» **Document text**:
┄┄┄┄┄┄

10 meters/second is a pretty good clip. Depending on the frontal area of the object you are moving, have you considered the possibility of air resistance affecting your measurements?
 
This what i found in Mathematics for Physics Students(pg. 137).

The faster the object is going, the more molecules per second it will encounter that will slow its motion. Hence, in this situation, a fast moving object will slow down by a greater number of meter per second than the same object moving at a slower speed on the same surface.
 
LawrenceC said:
When you accelerate an object against friction, the force needed is composed of two components. One is the frictional force and the other is the force due to Newton's Second law, F=ma. Once the speed is reached and acceleration is zero, then only frictional force applies.

10 meters/second is a pretty good clip. Depending on the frontal area of the object you are moving, have you considered the possibility of air resistance affecting your measurements?

The thing is, we actually had a 2-body system, the first body was a motorized cart with a sensor, and it has 3 speeds-min, medium, max; that cart is connected to the object on which we observe the friction with a string which mass is negligible...now since the cart will always be moving with a constant speed, and the sensor measures the tension force, that tension force will be always equal to the friction force...

Now, as I have said, for the first run we used the const speed let's say 2 m/s, for the second run 5 m/s, and for the third run 10 m/s. We neglected the air resistance initially, but since the friction force measured for those 3 runs kept increasing, I am not sure whether it is due to air resistence and some other things we neglected but that might have an effect, or is it actually due to the effect of speed? SO basically, what I am asking is, does speed effect the force of friction when the object is moving with a constant velocity?

┄┄┄┄┄┄

» **Position annotation entries**:
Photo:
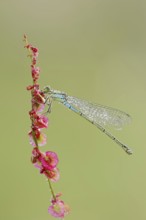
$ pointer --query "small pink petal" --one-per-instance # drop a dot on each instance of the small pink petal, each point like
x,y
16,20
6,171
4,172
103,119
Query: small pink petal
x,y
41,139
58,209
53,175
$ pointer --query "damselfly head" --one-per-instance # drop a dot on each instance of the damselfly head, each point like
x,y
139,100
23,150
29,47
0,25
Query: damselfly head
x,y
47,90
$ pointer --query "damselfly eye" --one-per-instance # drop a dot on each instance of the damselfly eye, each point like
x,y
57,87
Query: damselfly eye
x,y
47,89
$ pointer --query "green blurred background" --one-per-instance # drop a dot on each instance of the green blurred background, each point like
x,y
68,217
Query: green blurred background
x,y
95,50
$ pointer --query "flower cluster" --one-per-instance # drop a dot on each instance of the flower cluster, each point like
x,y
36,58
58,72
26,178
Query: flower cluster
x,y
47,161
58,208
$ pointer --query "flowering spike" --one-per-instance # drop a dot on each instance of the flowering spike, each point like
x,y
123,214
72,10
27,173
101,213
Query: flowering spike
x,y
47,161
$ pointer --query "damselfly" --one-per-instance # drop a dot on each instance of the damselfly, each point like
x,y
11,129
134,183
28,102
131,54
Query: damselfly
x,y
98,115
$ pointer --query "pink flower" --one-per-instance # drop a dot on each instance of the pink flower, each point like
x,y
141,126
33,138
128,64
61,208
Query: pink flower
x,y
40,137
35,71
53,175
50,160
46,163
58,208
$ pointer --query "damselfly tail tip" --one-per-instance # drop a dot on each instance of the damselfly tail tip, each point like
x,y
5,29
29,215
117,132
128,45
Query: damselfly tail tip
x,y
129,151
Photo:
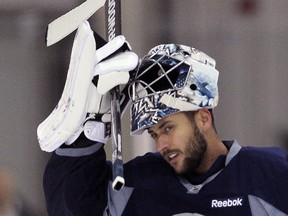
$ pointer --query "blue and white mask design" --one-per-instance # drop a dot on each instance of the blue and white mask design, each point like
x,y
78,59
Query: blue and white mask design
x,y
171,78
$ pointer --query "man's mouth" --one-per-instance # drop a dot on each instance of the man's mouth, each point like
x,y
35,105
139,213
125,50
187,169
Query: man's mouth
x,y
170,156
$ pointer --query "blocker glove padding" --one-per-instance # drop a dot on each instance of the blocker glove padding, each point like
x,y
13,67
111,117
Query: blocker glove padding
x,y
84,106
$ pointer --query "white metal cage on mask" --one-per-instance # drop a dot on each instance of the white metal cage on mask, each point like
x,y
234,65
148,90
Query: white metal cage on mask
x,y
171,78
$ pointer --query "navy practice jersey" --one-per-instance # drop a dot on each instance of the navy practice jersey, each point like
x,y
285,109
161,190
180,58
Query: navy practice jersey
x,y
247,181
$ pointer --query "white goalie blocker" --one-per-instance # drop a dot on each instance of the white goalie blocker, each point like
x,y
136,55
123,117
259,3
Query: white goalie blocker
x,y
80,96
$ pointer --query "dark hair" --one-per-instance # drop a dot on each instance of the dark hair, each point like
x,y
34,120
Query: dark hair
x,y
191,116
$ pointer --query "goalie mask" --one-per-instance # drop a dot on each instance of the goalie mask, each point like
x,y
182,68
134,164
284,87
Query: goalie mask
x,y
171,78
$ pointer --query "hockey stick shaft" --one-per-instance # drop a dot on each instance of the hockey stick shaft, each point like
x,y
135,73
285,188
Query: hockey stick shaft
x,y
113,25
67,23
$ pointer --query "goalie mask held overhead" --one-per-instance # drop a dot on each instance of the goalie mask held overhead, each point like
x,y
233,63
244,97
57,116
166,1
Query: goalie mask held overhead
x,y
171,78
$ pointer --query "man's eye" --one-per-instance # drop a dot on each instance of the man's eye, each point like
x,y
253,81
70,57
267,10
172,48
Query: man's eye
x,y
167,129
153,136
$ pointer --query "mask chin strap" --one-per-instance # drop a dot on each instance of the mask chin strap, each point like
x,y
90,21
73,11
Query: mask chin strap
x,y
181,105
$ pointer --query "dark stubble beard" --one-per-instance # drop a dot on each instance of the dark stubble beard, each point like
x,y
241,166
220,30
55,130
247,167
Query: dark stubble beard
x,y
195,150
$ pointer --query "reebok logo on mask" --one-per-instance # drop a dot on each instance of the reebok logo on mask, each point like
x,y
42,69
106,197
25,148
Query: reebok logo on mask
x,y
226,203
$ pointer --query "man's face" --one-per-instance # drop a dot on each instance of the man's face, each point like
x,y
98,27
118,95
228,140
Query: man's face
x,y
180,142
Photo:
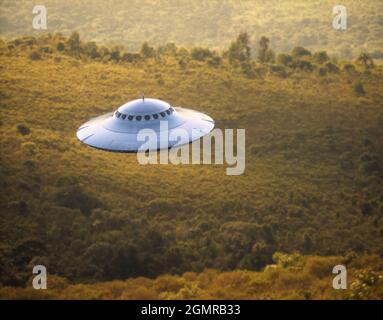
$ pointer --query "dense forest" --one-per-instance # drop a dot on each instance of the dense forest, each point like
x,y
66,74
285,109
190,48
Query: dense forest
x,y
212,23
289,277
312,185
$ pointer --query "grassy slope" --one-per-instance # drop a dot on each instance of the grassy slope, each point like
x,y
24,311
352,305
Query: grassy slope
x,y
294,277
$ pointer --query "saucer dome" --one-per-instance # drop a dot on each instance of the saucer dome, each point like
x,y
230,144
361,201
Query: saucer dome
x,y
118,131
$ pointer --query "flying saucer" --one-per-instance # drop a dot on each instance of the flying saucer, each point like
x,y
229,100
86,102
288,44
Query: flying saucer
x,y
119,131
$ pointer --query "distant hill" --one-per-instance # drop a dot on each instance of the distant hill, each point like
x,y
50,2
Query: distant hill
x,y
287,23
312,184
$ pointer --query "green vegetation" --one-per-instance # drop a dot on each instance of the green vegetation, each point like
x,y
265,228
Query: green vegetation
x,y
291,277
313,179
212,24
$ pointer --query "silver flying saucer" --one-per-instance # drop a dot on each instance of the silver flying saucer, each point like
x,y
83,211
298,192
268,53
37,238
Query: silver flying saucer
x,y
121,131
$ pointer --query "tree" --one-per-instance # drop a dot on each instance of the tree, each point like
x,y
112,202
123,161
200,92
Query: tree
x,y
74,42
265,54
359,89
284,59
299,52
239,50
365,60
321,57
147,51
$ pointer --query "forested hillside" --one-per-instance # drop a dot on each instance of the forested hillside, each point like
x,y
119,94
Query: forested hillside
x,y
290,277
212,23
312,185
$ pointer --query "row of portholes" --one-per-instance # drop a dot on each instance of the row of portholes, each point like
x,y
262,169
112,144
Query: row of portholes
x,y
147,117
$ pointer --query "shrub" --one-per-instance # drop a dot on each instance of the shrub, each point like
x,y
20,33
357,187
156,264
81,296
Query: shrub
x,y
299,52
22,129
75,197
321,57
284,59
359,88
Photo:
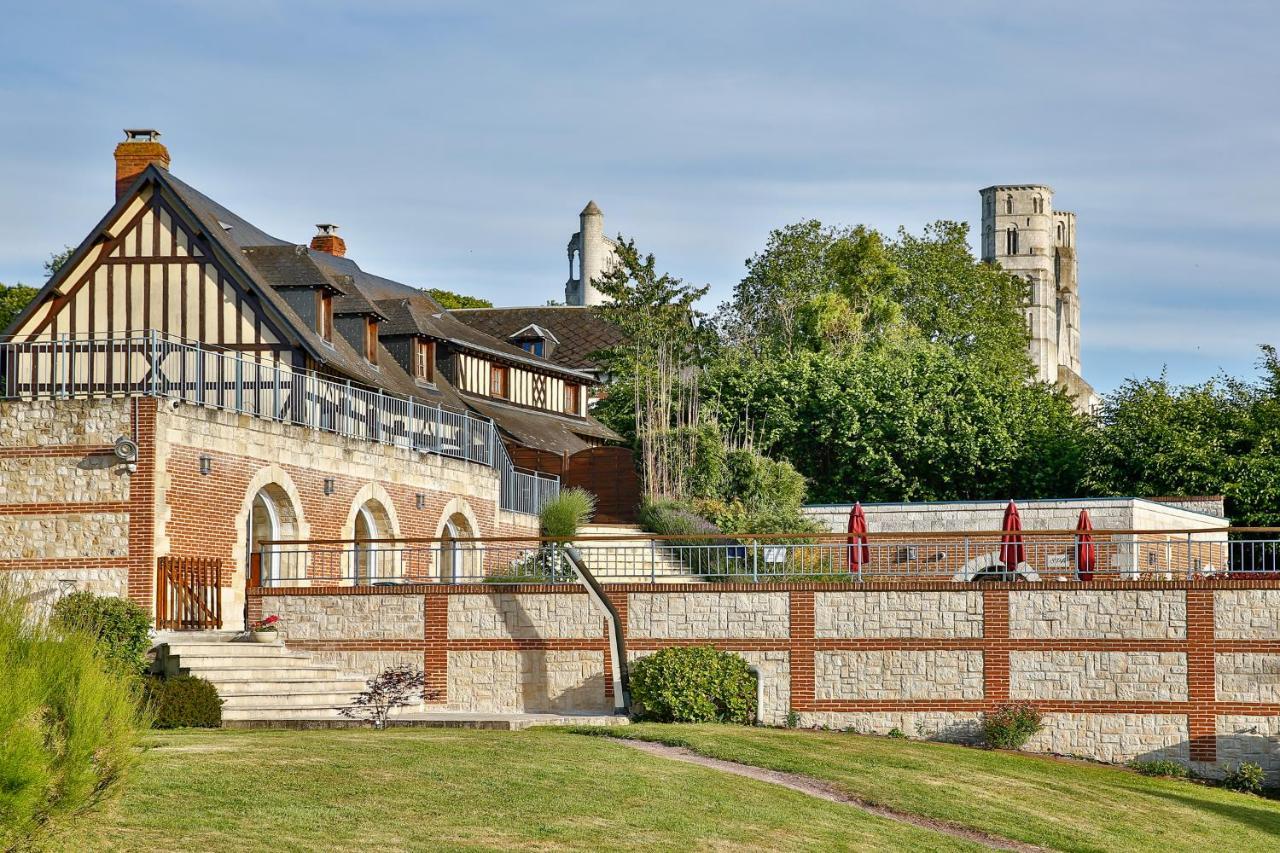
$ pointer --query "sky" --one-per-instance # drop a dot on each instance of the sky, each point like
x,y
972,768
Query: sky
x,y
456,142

┄┄┄┄┄┄

» **Challenge 1**: Turn the part of the entries that opens with the line containing "portholes, each point like" and closes with the last line of the entries into a numbered list, skipping blank lines. Leave out the pictures.
» **Challenge 2**: Go on with the forum thread about whether speed affects friction, starting after its last sentence.

» **Task answer 1**:
1. $ pointer --query "row of portholes" --one-per-instance # drop a dot on each instance of the row of portholes, each point like
2. x,y
3. 262,169
4. 112,144
5. Query: row of portholes
6. x,y
7. 147,117
8. $ pointer --query "shrub" --one-per-instance # drop a dot on each instance of the shrub, each point like
9. x,y
10. 20,33
11. 357,187
12. 156,264
13. 81,296
14. Query: shrub
15. x,y
16. 299,52
17. 22,129
18. 75,197
19. 321,57
20. 284,59
21. 359,88
22. Photo:
23. $ pointer --query "sky" --one-per-instance # drop a dot on each instance of the sky, each point like
24. x,y
25. 972,768
26. Query: sky
27. x,y
28. 456,142

» **Task answer 2**:
 
sliding or kinetic friction between 2 surfaces that are moving relative to each other does not change with speed, but skin friction and drag is dependent on the speed, which you and others have noted: the faster the speed, the greater the 'drag'. What is the mass and size and shape (particularly frontal area exposed to the moving air) of your object? The tension force must be great enough to match the sum of the sliding friction force and the drag forces.
 
The mass is about 1100 g, it basically looks like a cube, each side about 20 cm long...but the shape and the formal area you have asked for are not required for our observation at all, at least they are not mentioned anywhere. But I think you are right, the drag force is the one depending on the speed, so if I take that into the observation, that is why I probably have the frictional force increasing. I have also seen other people's results, a lot of them don't have any kind of consistent increase or decrease in their results, so I guess that all we have to mention is our results and that frictional force doesn't depend on the speed.

Thank you all for the answers :)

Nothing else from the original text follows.